→ Extracted information
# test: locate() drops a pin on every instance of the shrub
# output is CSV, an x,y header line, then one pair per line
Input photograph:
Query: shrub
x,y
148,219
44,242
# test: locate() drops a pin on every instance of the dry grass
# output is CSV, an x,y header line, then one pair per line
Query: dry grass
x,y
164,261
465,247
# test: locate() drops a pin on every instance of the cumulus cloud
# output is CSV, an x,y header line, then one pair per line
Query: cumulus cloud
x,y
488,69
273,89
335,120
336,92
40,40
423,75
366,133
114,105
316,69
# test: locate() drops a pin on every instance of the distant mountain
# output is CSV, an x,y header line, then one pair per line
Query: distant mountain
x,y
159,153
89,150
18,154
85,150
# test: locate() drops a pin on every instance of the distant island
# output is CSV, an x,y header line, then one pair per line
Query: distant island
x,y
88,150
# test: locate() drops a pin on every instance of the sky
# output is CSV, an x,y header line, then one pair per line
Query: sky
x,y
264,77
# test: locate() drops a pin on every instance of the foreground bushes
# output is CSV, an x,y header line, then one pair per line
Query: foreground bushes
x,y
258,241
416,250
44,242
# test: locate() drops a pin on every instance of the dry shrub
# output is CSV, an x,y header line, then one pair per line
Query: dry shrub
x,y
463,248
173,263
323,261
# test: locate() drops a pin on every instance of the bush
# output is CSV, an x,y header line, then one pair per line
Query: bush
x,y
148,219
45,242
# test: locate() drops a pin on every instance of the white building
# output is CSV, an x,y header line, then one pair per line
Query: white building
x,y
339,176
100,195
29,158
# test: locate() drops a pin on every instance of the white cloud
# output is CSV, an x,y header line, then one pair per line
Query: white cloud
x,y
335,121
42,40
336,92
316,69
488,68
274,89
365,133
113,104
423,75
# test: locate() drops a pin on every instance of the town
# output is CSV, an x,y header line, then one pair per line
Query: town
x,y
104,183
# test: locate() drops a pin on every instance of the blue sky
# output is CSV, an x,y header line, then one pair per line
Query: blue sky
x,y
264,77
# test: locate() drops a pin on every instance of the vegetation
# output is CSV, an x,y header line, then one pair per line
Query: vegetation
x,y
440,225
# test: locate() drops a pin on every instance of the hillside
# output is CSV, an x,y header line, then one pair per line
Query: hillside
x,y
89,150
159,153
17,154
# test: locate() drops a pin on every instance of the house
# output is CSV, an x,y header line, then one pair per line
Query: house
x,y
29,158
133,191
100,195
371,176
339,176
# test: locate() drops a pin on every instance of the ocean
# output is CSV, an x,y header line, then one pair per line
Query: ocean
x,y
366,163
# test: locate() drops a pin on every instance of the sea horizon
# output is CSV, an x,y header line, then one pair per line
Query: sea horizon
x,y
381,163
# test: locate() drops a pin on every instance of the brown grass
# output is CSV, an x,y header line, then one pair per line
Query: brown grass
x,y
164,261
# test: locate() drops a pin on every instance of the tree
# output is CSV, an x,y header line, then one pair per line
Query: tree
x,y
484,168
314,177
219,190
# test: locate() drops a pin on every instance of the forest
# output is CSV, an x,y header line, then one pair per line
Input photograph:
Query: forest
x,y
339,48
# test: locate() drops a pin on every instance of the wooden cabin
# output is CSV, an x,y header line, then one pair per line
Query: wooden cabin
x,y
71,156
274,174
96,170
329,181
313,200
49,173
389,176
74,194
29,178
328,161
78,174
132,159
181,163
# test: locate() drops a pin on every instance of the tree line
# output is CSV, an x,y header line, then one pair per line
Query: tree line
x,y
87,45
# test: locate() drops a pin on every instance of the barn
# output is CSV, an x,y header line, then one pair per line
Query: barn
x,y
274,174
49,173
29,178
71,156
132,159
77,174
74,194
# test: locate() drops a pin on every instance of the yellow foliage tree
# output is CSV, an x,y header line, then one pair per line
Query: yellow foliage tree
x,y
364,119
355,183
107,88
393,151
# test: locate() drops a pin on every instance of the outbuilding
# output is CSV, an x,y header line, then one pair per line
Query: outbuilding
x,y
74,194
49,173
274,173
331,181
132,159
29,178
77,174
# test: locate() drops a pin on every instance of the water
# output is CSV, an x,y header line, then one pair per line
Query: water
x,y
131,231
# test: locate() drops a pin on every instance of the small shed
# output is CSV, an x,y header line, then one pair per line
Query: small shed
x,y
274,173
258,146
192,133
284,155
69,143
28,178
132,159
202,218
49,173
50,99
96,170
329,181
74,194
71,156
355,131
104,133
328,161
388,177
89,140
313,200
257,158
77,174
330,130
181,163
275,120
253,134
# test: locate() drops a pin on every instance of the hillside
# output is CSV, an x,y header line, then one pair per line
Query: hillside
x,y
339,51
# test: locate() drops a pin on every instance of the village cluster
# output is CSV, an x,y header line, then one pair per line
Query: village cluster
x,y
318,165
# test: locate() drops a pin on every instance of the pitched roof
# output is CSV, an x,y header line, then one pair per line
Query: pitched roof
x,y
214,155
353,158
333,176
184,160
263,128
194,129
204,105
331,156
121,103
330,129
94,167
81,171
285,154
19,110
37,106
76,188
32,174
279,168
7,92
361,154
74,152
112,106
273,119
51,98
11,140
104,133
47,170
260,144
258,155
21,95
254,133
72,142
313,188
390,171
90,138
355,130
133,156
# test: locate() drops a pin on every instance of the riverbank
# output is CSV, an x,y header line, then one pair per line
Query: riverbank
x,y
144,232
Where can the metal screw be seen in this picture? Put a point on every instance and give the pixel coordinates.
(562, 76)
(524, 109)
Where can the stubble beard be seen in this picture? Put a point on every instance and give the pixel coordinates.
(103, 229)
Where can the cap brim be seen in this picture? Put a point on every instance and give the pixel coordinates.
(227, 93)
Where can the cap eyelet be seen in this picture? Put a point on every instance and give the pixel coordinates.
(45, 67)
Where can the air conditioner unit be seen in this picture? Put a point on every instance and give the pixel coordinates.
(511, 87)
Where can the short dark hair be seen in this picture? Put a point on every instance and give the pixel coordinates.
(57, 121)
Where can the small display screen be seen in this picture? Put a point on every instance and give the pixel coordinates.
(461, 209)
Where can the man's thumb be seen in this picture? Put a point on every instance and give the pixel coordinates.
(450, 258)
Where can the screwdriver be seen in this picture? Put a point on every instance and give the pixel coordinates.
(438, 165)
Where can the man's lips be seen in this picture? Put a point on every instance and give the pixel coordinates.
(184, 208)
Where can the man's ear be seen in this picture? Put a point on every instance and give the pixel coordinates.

→ Challenge
Give back exactly the lines from the line containing "Where can the cap brim" to the end of the entries, and no other lines.

→ Finished task
Where can the cap brim be seen in this picture? Put a point on every instance and give the pixel coordinates.
(227, 93)
Where can the cap eyelet be seen in this picture? Put a point on every instance and give the pixel coordinates.
(45, 67)
Where can the air conditioner unit be seen in this picture? Put a point on every instance and give the pixel coordinates.
(511, 87)
Where can the short dark hair be seen in this picture? Put a point on every instance and give the pixel coordinates.
(57, 121)
Where can the small display screen be seen in this picture? Put a point on every instance and give the pixel coordinates.
(461, 209)
Where can the man's thumb be seen in this picture? Put a point on every instance and give the pixel coordinates.
(450, 258)
Where can the screwdriver be seen in this picture? Put a point on every instance and give the pixel coordinates.
(438, 165)
Where can the man's lips be seen in this picture? Put a point on every instance and give the pixel coordinates.
(184, 208)
Where can the man's ear be seen in this picture? Put a point on every instance and give the pixel coordinates.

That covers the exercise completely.